Segment Open

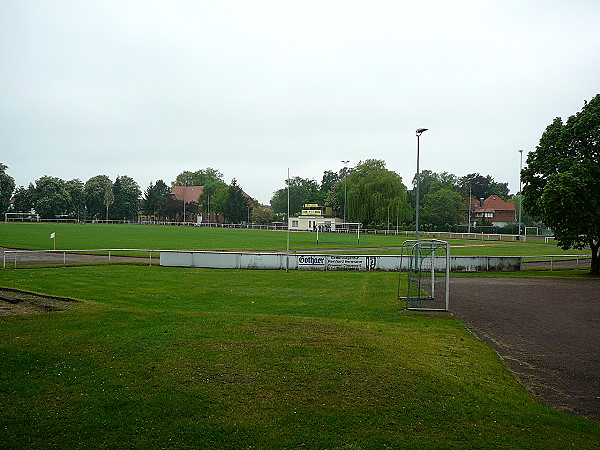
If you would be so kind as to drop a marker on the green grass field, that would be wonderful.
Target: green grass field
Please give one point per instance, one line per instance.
(159, 357)
(100, 236)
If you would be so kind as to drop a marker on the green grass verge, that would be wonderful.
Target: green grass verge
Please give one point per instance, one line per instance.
(98, 236)
(178, 358)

Segment Closed

HOW TO COMPLETE THIS TASK - Exactly as they stand, the entries must be written out again, pictures excluded.

OUTPUT FOR THIS TASK -
If you would be so kind as to drop a marker on the green grass field, that would be wonderful.
Target: green grass field
Please give one point per instance, one line per instance.
(159, 357)
(100, 236)
If you would be so kind as to drop a marker on the green grass verge, that would be wonderful.
Target: green grass verge
Please give one point per instance, one line per instance.
(98, 236)
(178, 358)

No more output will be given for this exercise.